▸ **Tasks to perform**:
(a) From the text on latkes, list every country where it says potatoes were not widely cultivated until the early to mid-19th century.
(b) Pick up the text on latkes after its last sentence and keep writing it.

▸ **Source extract**:
# # # # # # #

Back in the day, in the Jewish shtetls of Eastern Europe, the run-up to Hanukkah was also the time for fattening poultry — “Hanukkah is coming and the geese are getting fat” — as the old Hyman family saying went. Cooking oil was hard to obtain, and the main source of kosher solid fat for meat cookery came from chickens, ducks and geese. Schmaltz is still a delicious substitute in which to fry your latkes instead of oil, although the health police would say it’s like choosing between a heart attack and, er, a heart attack.
Potatoes, an essential latke ingredient
It should also be remembered that potatoes — that other essential component of the latke — didn’t arrive in Europe until the 16th century, and were not widely cultivated throughout Russia, Poland, Lithuania and the Ukraine until the early to mid-19th century. Once they became a staple, however, Hanukkah in the shtetls was never the same. Potatoes and goose fat were an obvious combination to create a pancake that was quickly fried — and just as quickly consumed. Indeed, the potato latke was probably directly responsible for generations of generous Jewish hips.
Quantity is all very well. Indeed, it is a hallowed Jewish tradition, but we’ve become a little more discriminating since potato first met oil. The designer latke is everywhere. Theoretically, and indeed gastronomically, there is nothing wrong in this. As the essence of the festival is in the oil and the frying, latkes can be made with any vegetable from beetroot to zucchini. However, for traditionalists, the potato will always be at the heart of things. Speaking personally, a latke without the potato is like fancy without the schmancy.
Making latkes is a serious business, responsible for blood, sweat and tears in probably equal proportions. In order to be prepared for the ordeal ahead, I offer this simple (hah!) guide. Study, take Prozac and GO FRY.
Deconstructing the latke
You have to have the right potato. They should be floury not waxy.
Peeling or skin on?
This is where the trouble starts. Some leave the skin on, unless the potatoes are particularly coarse. Most insist peeled are best.
There are two routes to go: whole-soak or shredded-soak.
With the first, you peel and soak the whole potatoes in cold water for between 30 minutes and 24 hours.
With the second, you grate the potatoes and soak in cold water for at least half an hour, rinsing in a few changes of clean, cold water. Some use lightly salted water for soaking.
Most authorities agree that if you are not going to soak, grating should be done only about 15 minutes before cooking or the potatoes will turn brown.
Grating vs. shredding
In other words, short, stubby bits vs. long, thin bits. Or fine grate vs. coarse grate.
If you go for a fine grate, you have to make sure it does not become a gluey pulp.
One technique is to coarsely shred the potato and onion (we’ll come to the latter, shortly) in a processor, then pulse briefly before adding the eggs (we’ll come to those later as well).
Hand grater vs. processor
In many homes, men were traditionally given the job of grating, while the women hovered over the frying pan — but gender role appropriation aside, the big question is, do you grate by hand or with a food processor.
Some swear that only grating by hand gives the right chunky texture; they also swear a lot when the blood from their knuckles flavors the latke mix.

# # # # # # #

▸ **Data block**:
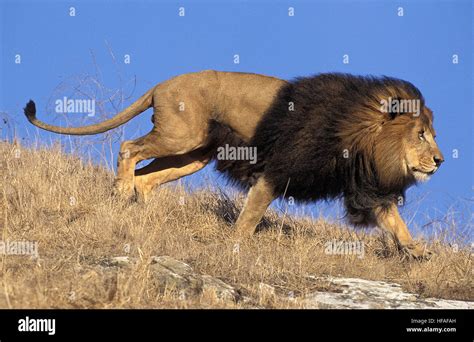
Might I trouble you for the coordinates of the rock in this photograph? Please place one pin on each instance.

# # # # # # #

▸ **Set of answers**:
(a) Russia, Poland, Lithuania, the Ukraine

(b)
If using a processor, the issue is the grating disc vs. pulsing. It depends whether you want a crunchy latke or one with a smoother consistency.
One writer uses the medium shredding blade and lays the potatoes horizontally in the feed tube to maximize the length of the strands.
Another of my acquaintances uses the processor to separately grate the potato and onion. She then combines half the potato in the processor with the onion, egg, bindings and seasoning and whirls to combine. She then mixes in the rest of the shredded potatoes.
To use or not to use, that is the question. This is a subject that can be cited as grounds for divorce.
Some onion users grate it together with the potato, others separately. Some say the onion juice helps the potatoes to stop turning brown.
Some do not grate the onion but cut it into small chunks.
Some finely chop the onion by hand.
Some alternately grate some of the onions on the large holes of the grater and some of the potatoes on the smallest holes.
Some of us start to cry.
We are now getting into advanced territory.
Once the potatoes and onion are ready, then everyone agrees they must be strained but should they be strained separately or together? Does it matter?
And what do you strain them in?
One writer places the potatoes in a colander, sprinkles them with salt, adds a layer of paper towels and tops with a heavy object.
Another lines a bowl with cheesecloth rather than using a colander. She holds this briefly under running water and squeezes it again thoroughly to remove excess moisture.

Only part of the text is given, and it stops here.